→ SELECTION

The difference? Well, the original code uses a python lambda function with scipy.integrate.quad while the newer version uses a predefined grid phi with scipy.integrate.trapz. I also tried with scipy.integrate.simps and results are similar to those with trapz. In essence, my old functions match very well the MATLAB Toolbox, but my new functions are quite a bit off. Here is the code you need to reproduce the problem. Hopefully, someone will see the problem... I really don't know what is going on here.
import numpy as np
from numpy import sqrt, exp, log
from scipy.integrate import quad, trapz, simps
#%%
PHI = []
FIRST_PASS = True
LIMIT = 1000
def CF_HN(u,St,ht,r,tau,param):
Description: This computes the characteristic function of the Heston and
Nandi (2000) model.
INPUTS DESCRIPTION
u : (float) Value over which the CF is integrated
St: (float) Stock/index level at time t
ht: (float) Daily variance in the 2nd period (t+1)
(Vol.daily = Vol.yearly^2/365)
tau: (int) Time to maturity (days)
r : (float) Daily risk-free rate (rf.daily = rf.yearly/365)

Collection entries:
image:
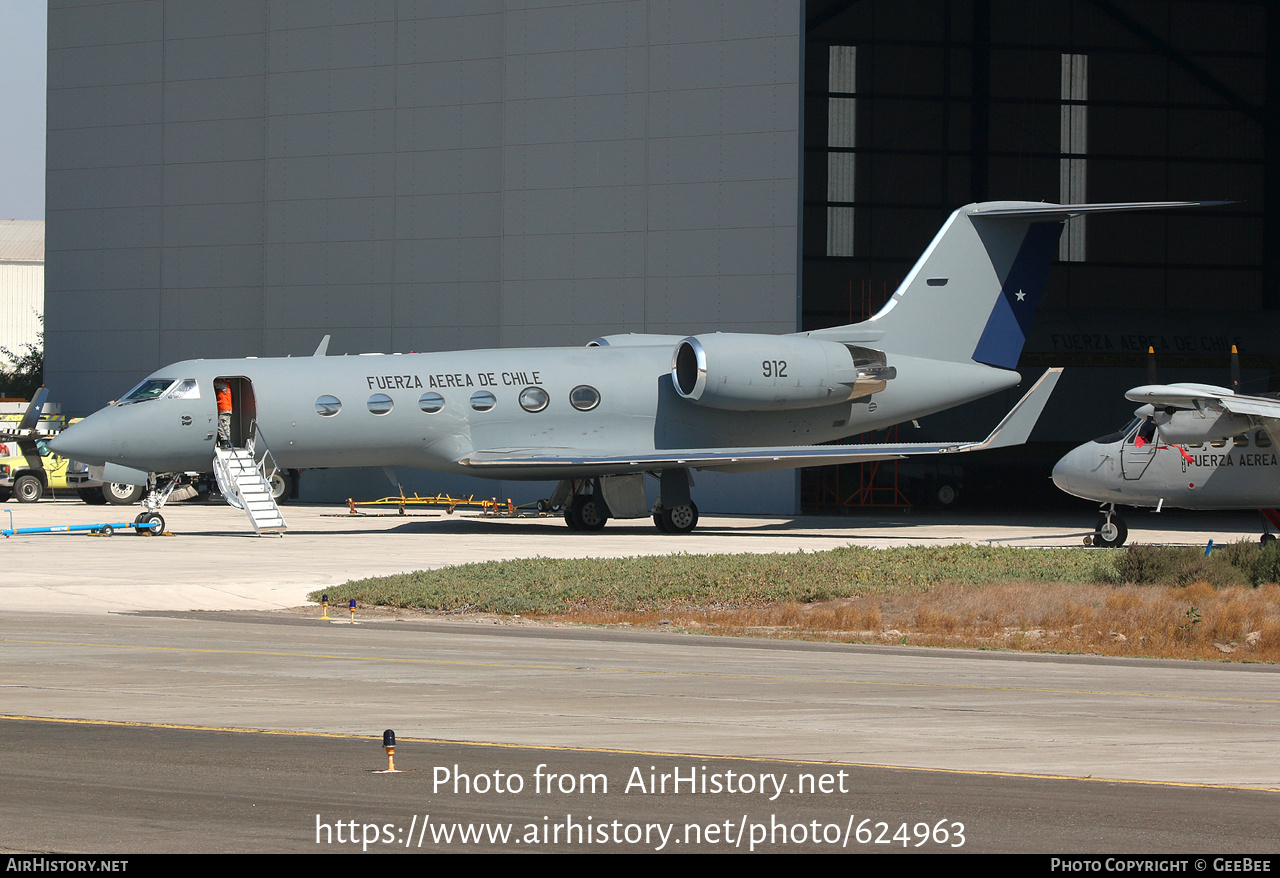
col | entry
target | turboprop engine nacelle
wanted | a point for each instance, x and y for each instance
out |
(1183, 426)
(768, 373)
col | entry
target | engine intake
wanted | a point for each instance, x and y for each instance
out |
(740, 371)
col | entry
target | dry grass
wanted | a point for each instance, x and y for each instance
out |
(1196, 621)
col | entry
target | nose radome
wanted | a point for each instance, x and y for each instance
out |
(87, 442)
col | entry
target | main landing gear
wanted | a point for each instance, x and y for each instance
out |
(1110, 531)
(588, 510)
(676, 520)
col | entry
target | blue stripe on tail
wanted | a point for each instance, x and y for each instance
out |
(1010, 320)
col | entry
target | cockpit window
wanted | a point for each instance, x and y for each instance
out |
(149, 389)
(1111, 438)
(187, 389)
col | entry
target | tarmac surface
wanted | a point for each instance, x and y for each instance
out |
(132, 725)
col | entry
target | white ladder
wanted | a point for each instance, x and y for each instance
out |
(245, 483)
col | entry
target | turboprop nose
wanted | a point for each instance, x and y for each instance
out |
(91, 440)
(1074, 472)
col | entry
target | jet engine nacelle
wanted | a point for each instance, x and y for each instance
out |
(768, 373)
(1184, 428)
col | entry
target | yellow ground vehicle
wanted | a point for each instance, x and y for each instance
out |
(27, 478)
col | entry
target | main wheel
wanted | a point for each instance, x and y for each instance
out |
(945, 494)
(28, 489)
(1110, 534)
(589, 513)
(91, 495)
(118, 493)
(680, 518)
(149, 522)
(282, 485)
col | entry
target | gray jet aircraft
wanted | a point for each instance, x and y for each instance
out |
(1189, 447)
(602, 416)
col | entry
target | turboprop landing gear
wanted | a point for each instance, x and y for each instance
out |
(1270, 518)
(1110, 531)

--

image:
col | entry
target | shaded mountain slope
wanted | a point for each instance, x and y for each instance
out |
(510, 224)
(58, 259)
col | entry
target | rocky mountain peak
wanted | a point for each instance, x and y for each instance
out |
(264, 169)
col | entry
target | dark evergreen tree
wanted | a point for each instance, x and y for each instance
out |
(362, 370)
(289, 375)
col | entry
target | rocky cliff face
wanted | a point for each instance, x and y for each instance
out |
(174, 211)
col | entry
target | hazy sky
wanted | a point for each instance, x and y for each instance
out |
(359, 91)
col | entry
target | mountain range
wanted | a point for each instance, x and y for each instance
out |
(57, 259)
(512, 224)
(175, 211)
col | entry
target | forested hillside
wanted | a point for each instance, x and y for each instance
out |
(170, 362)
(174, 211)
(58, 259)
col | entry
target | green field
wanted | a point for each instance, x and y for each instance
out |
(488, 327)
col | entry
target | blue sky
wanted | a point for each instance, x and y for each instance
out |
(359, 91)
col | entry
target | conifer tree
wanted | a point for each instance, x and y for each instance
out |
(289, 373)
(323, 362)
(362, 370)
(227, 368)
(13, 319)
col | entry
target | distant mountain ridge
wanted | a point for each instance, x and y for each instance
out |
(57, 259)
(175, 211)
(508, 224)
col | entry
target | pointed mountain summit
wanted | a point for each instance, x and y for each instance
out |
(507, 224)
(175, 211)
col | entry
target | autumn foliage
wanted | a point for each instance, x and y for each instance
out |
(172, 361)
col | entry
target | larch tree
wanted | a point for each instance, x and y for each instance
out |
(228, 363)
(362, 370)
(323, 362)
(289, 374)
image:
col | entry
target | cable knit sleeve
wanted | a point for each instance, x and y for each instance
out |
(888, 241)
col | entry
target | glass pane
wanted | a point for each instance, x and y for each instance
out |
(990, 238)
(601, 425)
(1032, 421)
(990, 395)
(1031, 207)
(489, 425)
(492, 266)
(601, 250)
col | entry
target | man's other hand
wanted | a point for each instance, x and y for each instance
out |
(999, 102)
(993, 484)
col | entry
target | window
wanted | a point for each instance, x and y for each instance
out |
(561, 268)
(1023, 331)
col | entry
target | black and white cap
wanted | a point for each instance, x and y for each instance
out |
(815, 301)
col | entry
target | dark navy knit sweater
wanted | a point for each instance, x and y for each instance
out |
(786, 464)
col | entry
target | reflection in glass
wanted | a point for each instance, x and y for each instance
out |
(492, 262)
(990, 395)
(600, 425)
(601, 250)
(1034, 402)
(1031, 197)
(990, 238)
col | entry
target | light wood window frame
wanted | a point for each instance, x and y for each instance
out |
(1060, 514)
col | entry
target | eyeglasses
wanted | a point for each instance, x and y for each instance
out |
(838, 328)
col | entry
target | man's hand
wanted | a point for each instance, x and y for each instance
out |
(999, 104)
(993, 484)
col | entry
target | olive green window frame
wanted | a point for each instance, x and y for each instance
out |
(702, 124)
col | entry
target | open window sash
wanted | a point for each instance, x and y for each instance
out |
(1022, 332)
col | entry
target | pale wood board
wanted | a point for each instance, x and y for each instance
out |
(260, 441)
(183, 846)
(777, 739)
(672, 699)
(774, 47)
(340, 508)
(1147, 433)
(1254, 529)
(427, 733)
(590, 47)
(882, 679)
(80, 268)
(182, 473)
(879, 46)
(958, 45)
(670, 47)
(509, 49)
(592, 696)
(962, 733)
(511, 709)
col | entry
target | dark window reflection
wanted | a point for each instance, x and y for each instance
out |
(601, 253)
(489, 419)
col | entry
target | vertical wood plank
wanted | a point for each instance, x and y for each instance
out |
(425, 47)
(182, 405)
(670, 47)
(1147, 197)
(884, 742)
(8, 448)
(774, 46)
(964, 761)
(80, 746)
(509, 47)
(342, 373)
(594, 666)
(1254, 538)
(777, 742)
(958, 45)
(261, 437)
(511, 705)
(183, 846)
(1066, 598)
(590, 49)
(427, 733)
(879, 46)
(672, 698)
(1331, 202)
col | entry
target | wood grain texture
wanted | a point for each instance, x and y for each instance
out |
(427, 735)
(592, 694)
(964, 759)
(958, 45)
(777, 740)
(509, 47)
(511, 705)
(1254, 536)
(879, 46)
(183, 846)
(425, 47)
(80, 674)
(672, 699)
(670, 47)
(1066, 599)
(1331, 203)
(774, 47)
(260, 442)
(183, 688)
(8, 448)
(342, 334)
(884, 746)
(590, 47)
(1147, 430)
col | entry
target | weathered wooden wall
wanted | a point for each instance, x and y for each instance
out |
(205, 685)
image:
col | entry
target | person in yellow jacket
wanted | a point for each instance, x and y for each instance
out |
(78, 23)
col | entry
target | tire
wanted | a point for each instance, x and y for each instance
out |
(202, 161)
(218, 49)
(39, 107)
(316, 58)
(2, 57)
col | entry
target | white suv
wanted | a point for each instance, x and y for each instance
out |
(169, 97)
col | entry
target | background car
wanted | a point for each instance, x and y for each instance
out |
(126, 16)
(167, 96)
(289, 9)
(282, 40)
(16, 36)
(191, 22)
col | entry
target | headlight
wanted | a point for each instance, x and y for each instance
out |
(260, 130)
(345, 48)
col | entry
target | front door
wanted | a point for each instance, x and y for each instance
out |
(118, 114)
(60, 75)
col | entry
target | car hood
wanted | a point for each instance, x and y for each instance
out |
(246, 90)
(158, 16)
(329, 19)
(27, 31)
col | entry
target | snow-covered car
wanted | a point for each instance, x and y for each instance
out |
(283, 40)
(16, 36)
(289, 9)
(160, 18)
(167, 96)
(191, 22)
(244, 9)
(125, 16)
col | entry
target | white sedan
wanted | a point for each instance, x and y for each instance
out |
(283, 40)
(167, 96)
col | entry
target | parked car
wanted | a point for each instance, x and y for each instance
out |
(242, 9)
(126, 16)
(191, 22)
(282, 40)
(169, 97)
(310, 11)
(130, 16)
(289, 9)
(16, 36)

--

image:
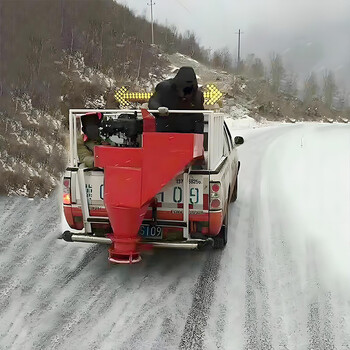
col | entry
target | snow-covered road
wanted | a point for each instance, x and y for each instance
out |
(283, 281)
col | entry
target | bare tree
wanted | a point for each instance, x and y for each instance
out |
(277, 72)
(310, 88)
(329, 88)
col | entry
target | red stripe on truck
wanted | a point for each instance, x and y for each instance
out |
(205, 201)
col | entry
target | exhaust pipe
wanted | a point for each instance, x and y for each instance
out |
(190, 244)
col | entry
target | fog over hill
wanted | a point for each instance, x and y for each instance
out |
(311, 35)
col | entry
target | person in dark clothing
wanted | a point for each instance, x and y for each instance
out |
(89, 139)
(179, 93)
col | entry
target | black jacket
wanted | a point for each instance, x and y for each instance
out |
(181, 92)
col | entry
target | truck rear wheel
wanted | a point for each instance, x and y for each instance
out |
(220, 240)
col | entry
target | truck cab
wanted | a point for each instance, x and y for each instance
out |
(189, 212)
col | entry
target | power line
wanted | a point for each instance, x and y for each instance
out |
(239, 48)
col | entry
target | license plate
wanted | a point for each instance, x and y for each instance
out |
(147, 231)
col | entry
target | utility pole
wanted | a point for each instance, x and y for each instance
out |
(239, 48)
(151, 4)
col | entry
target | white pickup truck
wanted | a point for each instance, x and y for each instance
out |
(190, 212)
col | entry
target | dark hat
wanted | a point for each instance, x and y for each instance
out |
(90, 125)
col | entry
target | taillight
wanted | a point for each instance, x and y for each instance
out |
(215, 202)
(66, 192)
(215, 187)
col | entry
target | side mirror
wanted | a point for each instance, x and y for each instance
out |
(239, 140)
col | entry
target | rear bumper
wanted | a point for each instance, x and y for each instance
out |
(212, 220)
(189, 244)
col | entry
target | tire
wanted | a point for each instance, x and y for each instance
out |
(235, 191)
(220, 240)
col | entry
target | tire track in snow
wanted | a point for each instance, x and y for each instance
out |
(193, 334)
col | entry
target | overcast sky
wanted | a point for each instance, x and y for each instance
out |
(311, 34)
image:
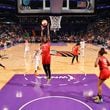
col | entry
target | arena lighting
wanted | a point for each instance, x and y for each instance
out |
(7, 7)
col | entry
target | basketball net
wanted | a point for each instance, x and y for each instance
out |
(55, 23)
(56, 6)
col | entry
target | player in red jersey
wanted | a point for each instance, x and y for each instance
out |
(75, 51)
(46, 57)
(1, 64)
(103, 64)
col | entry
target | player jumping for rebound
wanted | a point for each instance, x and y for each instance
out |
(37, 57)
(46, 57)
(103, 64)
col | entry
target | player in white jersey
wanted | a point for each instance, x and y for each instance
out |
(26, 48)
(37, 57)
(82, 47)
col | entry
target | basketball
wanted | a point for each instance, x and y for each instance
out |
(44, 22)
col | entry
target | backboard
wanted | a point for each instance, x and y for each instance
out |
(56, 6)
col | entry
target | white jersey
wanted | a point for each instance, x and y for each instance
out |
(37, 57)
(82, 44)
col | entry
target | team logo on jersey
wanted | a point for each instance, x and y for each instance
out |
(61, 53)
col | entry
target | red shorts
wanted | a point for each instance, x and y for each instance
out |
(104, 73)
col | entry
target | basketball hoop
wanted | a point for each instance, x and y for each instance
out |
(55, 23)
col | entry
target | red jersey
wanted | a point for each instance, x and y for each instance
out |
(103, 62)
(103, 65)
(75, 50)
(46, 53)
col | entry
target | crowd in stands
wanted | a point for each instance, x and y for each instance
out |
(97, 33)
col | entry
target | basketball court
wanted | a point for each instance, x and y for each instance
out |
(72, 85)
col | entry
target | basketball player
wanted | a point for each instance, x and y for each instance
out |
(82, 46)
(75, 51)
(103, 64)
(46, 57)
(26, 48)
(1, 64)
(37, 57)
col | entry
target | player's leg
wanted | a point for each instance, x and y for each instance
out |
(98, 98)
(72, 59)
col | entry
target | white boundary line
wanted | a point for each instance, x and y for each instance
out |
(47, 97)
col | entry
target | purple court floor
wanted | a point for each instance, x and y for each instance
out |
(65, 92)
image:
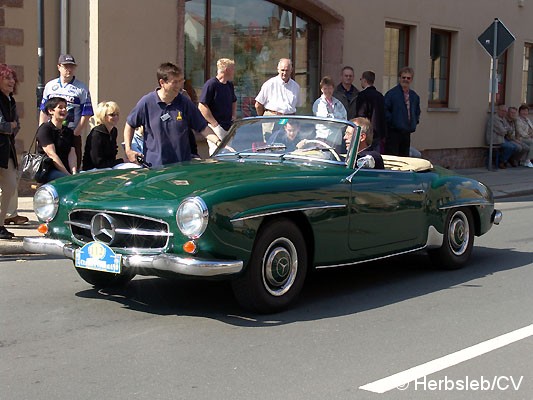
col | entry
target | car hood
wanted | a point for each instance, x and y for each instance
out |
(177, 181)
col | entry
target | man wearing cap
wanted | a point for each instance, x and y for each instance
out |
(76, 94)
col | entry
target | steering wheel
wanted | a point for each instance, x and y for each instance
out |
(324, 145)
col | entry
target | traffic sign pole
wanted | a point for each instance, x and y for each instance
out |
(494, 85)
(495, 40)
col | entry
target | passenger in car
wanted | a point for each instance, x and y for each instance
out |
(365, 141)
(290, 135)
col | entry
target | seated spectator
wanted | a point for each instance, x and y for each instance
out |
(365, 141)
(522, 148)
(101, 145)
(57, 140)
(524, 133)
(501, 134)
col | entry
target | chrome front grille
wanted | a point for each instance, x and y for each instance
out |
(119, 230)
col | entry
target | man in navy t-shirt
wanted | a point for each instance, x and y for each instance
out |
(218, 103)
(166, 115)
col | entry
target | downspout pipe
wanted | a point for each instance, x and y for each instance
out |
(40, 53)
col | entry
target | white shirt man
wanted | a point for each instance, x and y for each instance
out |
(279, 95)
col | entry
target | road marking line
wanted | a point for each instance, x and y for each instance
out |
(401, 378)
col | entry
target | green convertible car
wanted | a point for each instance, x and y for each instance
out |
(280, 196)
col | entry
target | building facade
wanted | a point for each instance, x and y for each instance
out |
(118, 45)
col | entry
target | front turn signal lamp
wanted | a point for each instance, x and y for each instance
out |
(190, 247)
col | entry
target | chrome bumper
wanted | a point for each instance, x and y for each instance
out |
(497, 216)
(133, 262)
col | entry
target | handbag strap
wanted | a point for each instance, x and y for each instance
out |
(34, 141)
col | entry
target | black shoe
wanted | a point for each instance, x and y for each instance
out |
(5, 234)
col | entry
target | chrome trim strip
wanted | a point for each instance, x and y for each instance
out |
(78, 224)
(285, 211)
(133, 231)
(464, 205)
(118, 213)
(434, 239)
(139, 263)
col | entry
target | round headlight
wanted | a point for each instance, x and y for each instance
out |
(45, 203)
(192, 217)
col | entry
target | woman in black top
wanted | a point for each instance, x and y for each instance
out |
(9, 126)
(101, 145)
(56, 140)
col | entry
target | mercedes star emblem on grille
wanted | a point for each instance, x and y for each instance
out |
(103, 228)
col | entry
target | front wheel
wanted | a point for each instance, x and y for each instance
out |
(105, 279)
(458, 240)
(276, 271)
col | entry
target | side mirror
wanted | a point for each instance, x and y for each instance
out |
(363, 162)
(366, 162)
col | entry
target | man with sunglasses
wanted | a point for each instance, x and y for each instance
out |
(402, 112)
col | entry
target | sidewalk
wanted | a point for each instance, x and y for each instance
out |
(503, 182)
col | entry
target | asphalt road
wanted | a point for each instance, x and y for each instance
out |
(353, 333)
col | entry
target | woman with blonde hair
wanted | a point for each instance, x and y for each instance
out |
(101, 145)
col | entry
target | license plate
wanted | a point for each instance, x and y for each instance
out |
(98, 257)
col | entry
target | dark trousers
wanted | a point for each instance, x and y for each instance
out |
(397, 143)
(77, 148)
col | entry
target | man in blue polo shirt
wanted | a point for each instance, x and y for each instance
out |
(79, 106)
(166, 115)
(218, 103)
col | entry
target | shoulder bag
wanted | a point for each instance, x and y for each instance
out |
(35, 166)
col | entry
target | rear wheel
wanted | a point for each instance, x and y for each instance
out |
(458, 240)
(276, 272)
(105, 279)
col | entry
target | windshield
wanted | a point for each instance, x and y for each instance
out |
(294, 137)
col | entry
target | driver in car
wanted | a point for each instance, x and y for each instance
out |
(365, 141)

→ YOUR TASKS
a) In the post on numerical integration, which scipy function does the newer version use with a predefined grid phi?
b) Carry on the Heston and Nandi integration code from its last line.

→ RESPONSES
a) scipy.integrate.trapz

b)
param: (array) [alpha, beta, gamma, h0, Lambda] where h0 is the
target variance.
REQUIRES: numpy (import sqrt, log, exp)
'''
if FIRST_PASS:
PHI.append(u)
# Assign parameter values
alpha, beta, gamma, h0, Lambda = param
# Variance targeting imposes
omega = (1 - beta - alpha*gamma**2)*h0 - alpha
# Initialize
u1 = u*1j
T = tau
Amat = np.zeros(shape=(T), dtype=complex)
Bmat = np.zeros(shape=(T), dtype=complex)
# At time T-1
Amat[0] = u1*r
Bmat[0] = Lambda*u1 + 0.5*u1**2
# Recursion backward in time (first is last in the matrix)
for tt in range(1,T):
Amat[tt] = Amat[tt-1] + u1*r + Bmat[tt-1]*omega \
- 0.5*log(1 - 2*alpha*Bmat[tt-1])
Bmat[tt] = u1*(Lambda + gamma) - 0.5*gamma**2 + beta*Bmat[tt-1] \
+ (0.5*(u1-gamma)**2)/(1-2*alpha*Bmat[tt-1])
Psi = exp(log(St)*u1 + Amat[T-1] + Bmat[T-1]*ht)
return(Psi)
def Price_HN(St,K,ht,r,tau,param):
'''
Description: This function computes the price of European call options for
the Heston and Nandi model using IFT.
INPUTS DESCRIPTION
K : (float) Strike price
St: (float) Stock/index level at time t
ht: (float) Daily variance in the 2nd period (t+1)
(Vol.daily = Vol.yearly^2/365)
tau: (int) Time to maturity (days)
r : (float) Daily risk-free rate (rf.daily = rf.yearly/365)
param: (array) [alpha, beta, gamma, h0, Lambda] where h0 is the
target variance.
REQUIRES: numpy (import sqrt, log, exp), scipy.integrate (quad)
'''
t_Hk = lambda u: np.imag(CF_HN(u-1j,St,ht,r,tau,param)*exp(-1j*u*log(K))/(1j*u+1))/u
cPrice = 0.5*St + exp(-r*tau)/np.pi*quad(t_Hk, 0, LIMIT)[0]
return(cPrice)
#%% Modified versions of functions
if __name__ == '__main__':
# MATLAB CHECK:
St = np.arange(80,120.5,0.5)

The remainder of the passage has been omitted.